====== Data shown ======
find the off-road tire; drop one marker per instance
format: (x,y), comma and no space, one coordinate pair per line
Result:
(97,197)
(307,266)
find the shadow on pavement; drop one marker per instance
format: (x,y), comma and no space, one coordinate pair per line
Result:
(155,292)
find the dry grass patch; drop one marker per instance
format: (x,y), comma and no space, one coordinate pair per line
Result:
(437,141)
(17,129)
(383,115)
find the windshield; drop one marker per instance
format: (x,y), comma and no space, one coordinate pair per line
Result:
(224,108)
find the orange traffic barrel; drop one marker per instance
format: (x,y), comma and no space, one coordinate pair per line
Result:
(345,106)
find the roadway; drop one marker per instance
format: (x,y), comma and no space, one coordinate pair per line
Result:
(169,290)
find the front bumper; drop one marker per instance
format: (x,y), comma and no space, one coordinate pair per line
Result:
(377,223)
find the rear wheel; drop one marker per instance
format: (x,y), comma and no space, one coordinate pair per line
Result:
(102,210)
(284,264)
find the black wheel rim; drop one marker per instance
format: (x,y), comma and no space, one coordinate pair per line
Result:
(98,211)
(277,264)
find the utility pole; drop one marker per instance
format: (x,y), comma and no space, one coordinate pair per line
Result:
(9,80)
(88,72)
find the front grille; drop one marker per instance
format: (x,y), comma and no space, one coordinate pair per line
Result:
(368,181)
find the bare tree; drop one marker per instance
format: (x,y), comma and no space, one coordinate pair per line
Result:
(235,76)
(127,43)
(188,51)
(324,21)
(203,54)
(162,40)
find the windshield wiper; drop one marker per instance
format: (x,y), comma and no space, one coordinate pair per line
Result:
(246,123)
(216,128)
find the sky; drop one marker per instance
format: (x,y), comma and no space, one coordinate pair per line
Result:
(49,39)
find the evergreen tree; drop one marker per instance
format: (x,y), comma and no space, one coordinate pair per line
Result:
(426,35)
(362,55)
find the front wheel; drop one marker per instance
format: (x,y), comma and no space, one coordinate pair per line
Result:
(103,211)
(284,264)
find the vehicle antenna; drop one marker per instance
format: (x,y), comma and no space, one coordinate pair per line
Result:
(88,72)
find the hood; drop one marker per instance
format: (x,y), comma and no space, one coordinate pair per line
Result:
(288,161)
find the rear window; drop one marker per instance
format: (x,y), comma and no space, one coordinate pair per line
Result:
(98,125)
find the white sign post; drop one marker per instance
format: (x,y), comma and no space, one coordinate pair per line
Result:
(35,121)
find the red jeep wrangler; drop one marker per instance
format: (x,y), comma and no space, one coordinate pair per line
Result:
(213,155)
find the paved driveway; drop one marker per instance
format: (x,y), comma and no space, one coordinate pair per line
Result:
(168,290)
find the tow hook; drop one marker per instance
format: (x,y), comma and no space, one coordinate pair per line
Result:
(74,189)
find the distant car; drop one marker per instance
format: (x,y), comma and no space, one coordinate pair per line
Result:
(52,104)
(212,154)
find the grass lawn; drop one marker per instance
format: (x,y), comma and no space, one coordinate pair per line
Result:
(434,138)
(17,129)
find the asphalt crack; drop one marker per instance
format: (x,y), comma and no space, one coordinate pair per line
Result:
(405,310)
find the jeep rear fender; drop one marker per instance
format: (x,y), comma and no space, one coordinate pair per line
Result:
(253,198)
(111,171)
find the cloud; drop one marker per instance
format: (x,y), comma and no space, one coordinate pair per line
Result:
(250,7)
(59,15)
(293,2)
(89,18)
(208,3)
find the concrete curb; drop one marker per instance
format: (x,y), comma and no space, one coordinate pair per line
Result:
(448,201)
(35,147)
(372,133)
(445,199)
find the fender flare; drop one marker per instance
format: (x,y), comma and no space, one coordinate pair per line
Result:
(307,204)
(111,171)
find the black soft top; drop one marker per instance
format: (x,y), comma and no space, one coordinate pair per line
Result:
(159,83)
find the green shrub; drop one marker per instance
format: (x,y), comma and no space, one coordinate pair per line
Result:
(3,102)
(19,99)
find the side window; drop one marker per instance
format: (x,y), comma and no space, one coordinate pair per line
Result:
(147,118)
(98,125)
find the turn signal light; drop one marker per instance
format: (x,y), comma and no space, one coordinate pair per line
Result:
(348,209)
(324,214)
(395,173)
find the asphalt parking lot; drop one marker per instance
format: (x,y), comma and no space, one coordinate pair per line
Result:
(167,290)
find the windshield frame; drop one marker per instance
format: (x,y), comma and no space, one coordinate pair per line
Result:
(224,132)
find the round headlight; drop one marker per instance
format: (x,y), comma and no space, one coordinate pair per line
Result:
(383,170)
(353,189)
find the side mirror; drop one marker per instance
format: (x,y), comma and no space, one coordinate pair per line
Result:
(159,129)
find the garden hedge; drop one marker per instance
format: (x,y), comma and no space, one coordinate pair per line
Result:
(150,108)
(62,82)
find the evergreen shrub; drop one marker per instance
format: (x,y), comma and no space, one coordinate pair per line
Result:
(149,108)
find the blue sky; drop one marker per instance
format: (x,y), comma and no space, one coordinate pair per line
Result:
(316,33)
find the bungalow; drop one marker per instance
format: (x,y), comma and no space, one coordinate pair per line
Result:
======
__What you should do__:
Gather from the data above every line with the string "wheel".

__Your solution__:
find the rear wheel; drop one marker per instance
find the black wheel rim; drop one marker per instance
find the front wheel; drop one marker per instance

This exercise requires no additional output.